• _SET EXERCISE_:
Show each line of the entries below that contains the word "truck".

• _EXTRACTED DATA_:
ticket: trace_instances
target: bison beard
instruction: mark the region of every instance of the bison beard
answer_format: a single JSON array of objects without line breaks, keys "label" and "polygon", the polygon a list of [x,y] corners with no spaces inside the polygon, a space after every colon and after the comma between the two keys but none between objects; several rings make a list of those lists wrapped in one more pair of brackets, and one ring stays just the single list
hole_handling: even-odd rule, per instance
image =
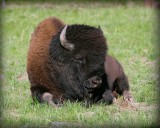
[{"label": "bison beard", "polygon": [[[64,99],[88,99],[88,88],[102,83],[106,50],[100,28],[66,26],[54,17],[42,21],[32,34],[27,58],[33,99],[54,107]],[[98,100],[105,88],[102,84],[96,92]]]}]

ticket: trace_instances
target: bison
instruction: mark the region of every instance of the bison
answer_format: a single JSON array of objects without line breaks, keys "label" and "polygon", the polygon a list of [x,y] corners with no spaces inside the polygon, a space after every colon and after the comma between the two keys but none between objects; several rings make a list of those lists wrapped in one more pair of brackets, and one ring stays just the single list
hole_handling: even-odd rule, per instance
[{"label": "bison", "polygon": [[56,107],[64,100],[85,101],[88,89],[103,84],[107,44],[100,28],[43,20],[30,40],[27,73],[33,99]]},{"label": "bison", "polygon": [[[105,74],[103,75],[102,83],[92,85],[88,90],[91,98],[88,100],[87,106],[97,101],[111,104],[114,98],[118,97],[118,94],[123,95],[124,101],[132,103],[133,98],[129,91],[128,78],[118,60],[110,55],[106,55],[104,68]],[[102,90],[105,90],[105,92]]]}]

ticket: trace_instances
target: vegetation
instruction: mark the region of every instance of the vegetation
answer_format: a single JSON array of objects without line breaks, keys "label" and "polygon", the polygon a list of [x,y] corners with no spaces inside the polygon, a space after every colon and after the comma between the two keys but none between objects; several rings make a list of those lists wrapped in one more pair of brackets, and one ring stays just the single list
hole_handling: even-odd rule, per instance
[{"label": "vegetation", "polygon": [[[75,122],[86,127],[156,127],[157,56],[154,36],[155,11],[128,4],[108,6],[87,4],[7,5],[3,10],[3,53],[0,69],[1,127],[46,127],[50,122]],[[126,106],[119,98],[109,106],[66,101],[58,109],[33,103],[26,75],[31,33],[43,19],[56,16],[66,24],[100,25],[108,42],[108,53],[116,57],[128,75],[136,106]]]}]

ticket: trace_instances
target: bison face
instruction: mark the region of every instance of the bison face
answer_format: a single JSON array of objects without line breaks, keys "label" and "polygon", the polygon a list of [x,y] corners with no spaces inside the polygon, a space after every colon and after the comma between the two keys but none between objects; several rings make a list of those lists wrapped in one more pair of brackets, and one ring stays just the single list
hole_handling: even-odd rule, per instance
[{"label": "bison face", "polygon": [[56,69],[57,83],[69,99],[83,100],[88,88],[100,86],[106,50],[101,29],[86,25],[65,26],[53,39],[50,55],[63,65]]}]

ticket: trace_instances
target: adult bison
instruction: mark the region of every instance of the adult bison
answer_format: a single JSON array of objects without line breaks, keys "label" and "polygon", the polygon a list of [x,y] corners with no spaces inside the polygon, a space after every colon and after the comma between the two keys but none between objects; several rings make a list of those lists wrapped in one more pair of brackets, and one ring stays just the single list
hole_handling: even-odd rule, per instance
[{"label": "adult bison", "polygon": [[[32,34],[27,59],[33,99],[53,106],[64,99],[88,99],[88,89],[102,84],[106,50],[100,28],[65,25],[55,17],[42,21]],[[104,91],[103,86],[99,94]]]}]

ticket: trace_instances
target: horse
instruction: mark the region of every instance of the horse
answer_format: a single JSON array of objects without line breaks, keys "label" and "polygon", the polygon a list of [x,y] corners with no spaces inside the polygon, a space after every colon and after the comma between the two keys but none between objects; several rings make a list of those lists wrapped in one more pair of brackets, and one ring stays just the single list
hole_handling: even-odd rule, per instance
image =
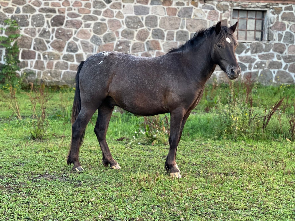
[{"label": "horse", "polygon": [[75,80],[72,115],[72,134],[67,157],[73,170],[84,170],[79,149],[86,127],[98,110],[94,129],[105,167],[119,169],[106,141],[114,107],[139,115],[170,113],[169,149],[165,164],[167,173],[180,178],[175,161],[176,150],[187,118],[198,104],[205,84],[216,65],[230,79],[241,72],[235,52],[233,33],[238,22],[229,28],[221,22],[197,31],[182,46],[156,57],[104,51],[80,64]]}]

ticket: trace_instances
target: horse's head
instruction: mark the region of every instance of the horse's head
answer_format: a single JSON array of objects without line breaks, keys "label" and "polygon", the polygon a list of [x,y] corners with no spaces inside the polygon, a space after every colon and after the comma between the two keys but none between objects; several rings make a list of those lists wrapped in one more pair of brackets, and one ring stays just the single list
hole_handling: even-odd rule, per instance
[{"label": "horse's head", "polygon": [[230,28],[222,27],[219,21],[215,26],[216,38],[211,54],[214,63],[219,66],[231,79],[237,78],[241,73],[235,54],[238,45],[233,34],[238,22]]}]

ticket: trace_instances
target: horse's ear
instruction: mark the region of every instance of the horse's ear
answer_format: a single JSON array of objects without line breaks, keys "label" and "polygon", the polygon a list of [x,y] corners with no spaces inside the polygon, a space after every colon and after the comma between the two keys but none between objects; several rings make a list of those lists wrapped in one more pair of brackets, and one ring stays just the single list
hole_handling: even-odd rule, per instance
[{"label": "horse's ear", "polygon": [[236,23],[232,26],[230,27],[230,29],[233,31],[233,33],[234,32],[234,30],[236,29],[237,26],[238,26],[238,21],[236,22]]},{"label": "horse's ear", "polygon": [[215,33],[216,35],[219,34],[221,29],[221,22],[218,21],[215,26]]}]

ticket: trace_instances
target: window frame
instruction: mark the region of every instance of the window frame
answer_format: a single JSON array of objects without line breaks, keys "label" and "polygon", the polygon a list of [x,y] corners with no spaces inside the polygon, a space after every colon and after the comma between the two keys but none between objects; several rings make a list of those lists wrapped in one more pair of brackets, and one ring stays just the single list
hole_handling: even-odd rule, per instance
[{"label": "window frame", "polygon": [[[239,40],[238,39],[238,41],[239,42],[262,42],[262,41],[268,41],[268,18],[269,17],[269,10],[268,9],[264,9],[264,8],[242,8],[241,7],[234,7],[231,10],[231,12],[230,13],[230,20],[231,20],[231,24],[230,25],[233,25],[234,24],[232,24],[231,23],[231,21],[234,19],[233,18],[233,14],[234,14],[234,10],[244,10],[245,11],[263,11],[265,12],[265,16],[264,16],[264,19],[263,21],[263,29],[262,30],[263,32],[263,37],[262,38],[262,40]],[[239,24],[238,24],[238,29],[237,30],[239,30]]]}]

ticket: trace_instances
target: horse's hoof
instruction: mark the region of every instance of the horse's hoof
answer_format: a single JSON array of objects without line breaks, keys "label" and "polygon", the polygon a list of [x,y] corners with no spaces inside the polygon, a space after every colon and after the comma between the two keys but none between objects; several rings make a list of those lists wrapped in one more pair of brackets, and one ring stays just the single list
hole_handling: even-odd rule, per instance
[{"label": "horse's hoof", "polygon": [[77,172],[83,172],[84,171],[84,169],[81,166],[79,166],[77,167],[73,167],[73,170]]},{"label": "horse's hoof", "polygon": [[181,175],[180,175],[180,173],[179,172],[176,172],[175,173],[170,173],[170,175],[173,178],[181,178]]},{"label": "horse's hoof", "polygon": [[121,167],[119,165],[119,164],[117,164],[116,165],[112,166],[111,166],[111,165],[110,165],[110,167],[112,169],[121,169]]}]

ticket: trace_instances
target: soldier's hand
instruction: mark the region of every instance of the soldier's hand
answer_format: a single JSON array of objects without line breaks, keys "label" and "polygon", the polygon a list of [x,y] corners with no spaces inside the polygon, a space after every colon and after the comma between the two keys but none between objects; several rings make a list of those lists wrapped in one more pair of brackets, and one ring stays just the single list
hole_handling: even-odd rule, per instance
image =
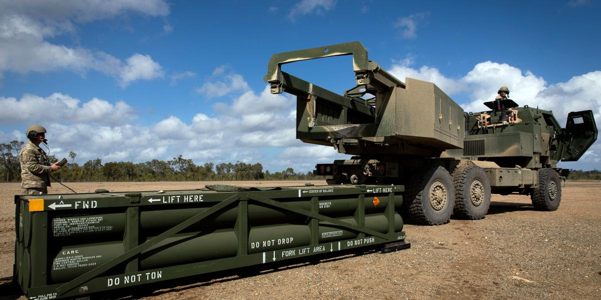
[{"label": "soldier's hand", "polygon": [[59,162],[59,161],[57,160],[56,163],[50,165],[50,167],[52,168],[51,172],[54,172],[56,171],[56,170],[58,170],[59,169],[61,169],[60,166],[56,166],[56,164],[58,164]]}]

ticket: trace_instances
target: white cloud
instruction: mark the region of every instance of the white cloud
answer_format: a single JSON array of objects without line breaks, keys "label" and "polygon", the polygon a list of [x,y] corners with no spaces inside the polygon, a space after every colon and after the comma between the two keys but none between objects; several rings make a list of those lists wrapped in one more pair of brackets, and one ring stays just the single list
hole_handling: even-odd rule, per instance
[{"label": "white cloud", "polygon": [[[0,3],[0,72],[20,74],[67,70],[82,75],[89,70],[118,79],[124,86],[138,79],[162,77],[158,63],[135,54],[126,63],[102,51],[48,41],[69,34],[76,38],[78,23],[115,17],[127,13],[165,16],[162,1],[23,1]],[[136,73],[142,66],[146,74]]]},{"label": "white cloud", "polygon": [[401,37],[403,38],[415,38],[417,37],[418,24],[419,22],[427,19],[429,16],[429,13],[420,13],[407,17],[401,17],[397,20],[394,27],[400,30]]},{"label": "white cloud", "polygon": [[242,75],[234,73],[226,74],[226,68],[224,65],[216,68],[203,86],[196,89],[196,92],[205,95],[208,98],[217,98],[248,90],[248,83]]},{"label": "white cloud", "polygon": [[301,0],[290,9],[288,18],[294,22],[299,16],[308,14],[321,14],[334,8],[335,0]]},{"label": "white cloud", "polygon": [[87,22],[133,12],[152,16],[169,14],[163,0],[20,0],[0,3],[0,11],[56,22]]},{"label": "white cloud", "polygon": [[[481,102],[492,100],[501,85],[506,85],[511,89],[512,98],[519,104],[552,110],[562,125],[570,111],[592,109],[597,127],[601,128],[601,71],[549,85],[531,72],[507,64],[481,62],[465,76],[453,79],[436,68],[412,68],[409,63],[406,61],[389,70],[424,76],[423,79],[435,81],[447,92],[453,86],[462,86],[449,94],[466,95],[469,98],[463,103],[466,109],[478,108]],[[221,74],[227,75],[226,71]],[[445,85],[448,88],[443,86]],[[260,92],[240,91],[231,103],[215,103],[212,113],[199,112],[191,119],[171,116],[148,125],[124,124],[123,120],[131,120],[133,113],[124,102],[112,104],[94,98],[81,103],[60,93],[45,98],[26,95],[18,100],[0,98],[0,107],[5,108],[0,110],[0,122],[8,126],[23,124],[32,119],[44,119],[52,154],[67,157],[69,151],[73,151],[78,154],[76,160],[79,163],[97,157],[105,162],[139,162],[169,160],[182,154],[197,164],[239,160],[260,162],[273,172],[290,166],[305,172],[313,169],[316,163],[348,157],[338,154],[332,147],[296,140],[296,98],[287,94],[272,95],[266,85]],[[39,112],[41,110],[35,109],[40,107],[44,107],[44,117]],[[0,142],[23,140],[22,131],[19,127],[10,133],[0,132]],[[578,162],[560,166],[590,169],[601,169],[600,164],[601,145],[597,143]]]},{"label": "white cloud", "polygon": [[25,94],[20,100],[0,97],[0,124],[23,123],[32,119],[46,122],[94,122],[123,124],[135,115],[133,109],[123,101],[115,104],[93,98],[79,106],[80,101],[69,95],[54,93],[43,98]]},{"label": "white cloud", "polygon": [[127,64],[121,68],[120,84],[124,88],[138,79],[149,80],[163,76],[163,68],[150,55],[135,53],[127,59]]},{"label": "white cloud", "polygon": [[171,75],[171,83],[169,85],[173,86],[177,84],[177,82],[181,80],[182,79],[185,79],[186,78],[192,77],[196,76],[195,72],[192,72],[192,71],[186,71],[185,72],[182,72],[180,73],[175,73]]}]

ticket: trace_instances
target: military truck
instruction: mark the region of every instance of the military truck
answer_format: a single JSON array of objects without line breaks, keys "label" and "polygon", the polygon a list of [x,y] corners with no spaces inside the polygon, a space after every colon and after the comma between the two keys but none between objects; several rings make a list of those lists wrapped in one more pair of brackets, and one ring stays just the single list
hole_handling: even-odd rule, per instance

• _ANSWER FOR THE TASK_:
target: military truck
instruction: mark the region of every instance of the military truck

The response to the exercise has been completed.